Extracted records
━━━━

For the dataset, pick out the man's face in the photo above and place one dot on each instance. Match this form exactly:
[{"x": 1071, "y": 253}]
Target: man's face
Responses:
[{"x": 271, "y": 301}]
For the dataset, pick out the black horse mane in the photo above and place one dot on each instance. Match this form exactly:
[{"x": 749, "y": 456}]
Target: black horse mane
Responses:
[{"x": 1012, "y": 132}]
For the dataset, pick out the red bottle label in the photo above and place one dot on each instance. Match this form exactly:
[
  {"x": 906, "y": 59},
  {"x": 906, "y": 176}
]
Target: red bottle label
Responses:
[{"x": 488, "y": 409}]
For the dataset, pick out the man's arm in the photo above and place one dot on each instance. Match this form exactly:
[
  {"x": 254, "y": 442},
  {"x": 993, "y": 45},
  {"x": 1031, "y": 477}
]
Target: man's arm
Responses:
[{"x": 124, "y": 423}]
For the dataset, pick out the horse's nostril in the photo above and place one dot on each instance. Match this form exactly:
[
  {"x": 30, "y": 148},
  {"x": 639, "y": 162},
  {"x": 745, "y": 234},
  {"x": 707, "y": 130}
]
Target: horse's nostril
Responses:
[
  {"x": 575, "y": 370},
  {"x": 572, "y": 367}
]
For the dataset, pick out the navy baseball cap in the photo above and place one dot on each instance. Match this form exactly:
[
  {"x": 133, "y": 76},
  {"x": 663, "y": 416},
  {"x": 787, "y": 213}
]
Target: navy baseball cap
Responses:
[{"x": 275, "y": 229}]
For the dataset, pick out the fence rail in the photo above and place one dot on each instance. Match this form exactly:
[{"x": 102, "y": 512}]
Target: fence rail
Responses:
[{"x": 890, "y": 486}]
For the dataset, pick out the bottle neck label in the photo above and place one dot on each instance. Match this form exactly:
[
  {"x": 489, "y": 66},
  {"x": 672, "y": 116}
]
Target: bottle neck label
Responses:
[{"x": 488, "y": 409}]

━━━━

TASK TO CARRY OUT
For the records above, state the number of lines that contain "dataset", and provide nothing further.

RESPONSE TO THE TASK
8